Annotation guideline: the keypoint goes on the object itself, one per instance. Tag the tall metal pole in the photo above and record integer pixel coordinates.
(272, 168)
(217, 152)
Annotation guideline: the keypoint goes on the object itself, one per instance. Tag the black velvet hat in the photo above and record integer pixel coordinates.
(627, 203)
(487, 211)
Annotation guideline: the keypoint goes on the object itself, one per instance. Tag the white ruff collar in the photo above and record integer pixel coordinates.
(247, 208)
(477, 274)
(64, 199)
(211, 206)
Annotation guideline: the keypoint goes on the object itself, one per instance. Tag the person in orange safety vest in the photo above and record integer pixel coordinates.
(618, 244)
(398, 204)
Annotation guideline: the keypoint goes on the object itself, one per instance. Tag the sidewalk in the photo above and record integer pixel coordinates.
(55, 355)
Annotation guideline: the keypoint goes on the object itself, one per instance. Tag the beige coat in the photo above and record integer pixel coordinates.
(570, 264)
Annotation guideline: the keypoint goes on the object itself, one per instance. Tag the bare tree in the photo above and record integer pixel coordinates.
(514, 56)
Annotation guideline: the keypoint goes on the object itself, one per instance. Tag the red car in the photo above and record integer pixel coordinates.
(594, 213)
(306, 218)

• Exercise description
Write every line of the material above again, exactly.

• Reply
Annotation guideline: the keypoint goes on the object itself, one per instance. Tag the tall metal pole in the photo above and record integer pixel coordinates.
(272, 168)
(217, 152)
Annotation guideline: the keypoint goes on the object itself, one per instance. Tag the black velvet hat in the photo above and record integer pixel coordinates.
(627, 203)
(487, 211)
Annotation guideline: the keypoint goes on the object itself, one per instance. Tag the white ruff collar in the photo above and record integer pixel coordinates.
(247, 208)
(477, 274)
(64, 199)
(211, 206)
Annotation guideline: the keypoint goes on the object itself, one per instance. Tag the person in orange safety vest in the photo above and record integer pixel coordinates.
(618, 244)
(398, 204)
Annotation guideline: the keypoint goes on the object itself, one per instance. Tag the sidewalk in the photo above and record integer pixel coordinates.
(55, 355)
Annotation guideline: the keypoint goes on the object itself, one per instance. Tag the beige coat in the photo above and record integer pixel coordinates.
(570, 264)
Annotation guideline: the keypoint goes on the object itself, one per instance. Tag the bare tree in the photo above and record integer pixel coordinates.
(514, 56)
Annotation guideline: the keypoint goes on the object itself, one per instance. Tag the red car in the photo above and record integer pixel coordinates.
(594, 213)
(306, 218)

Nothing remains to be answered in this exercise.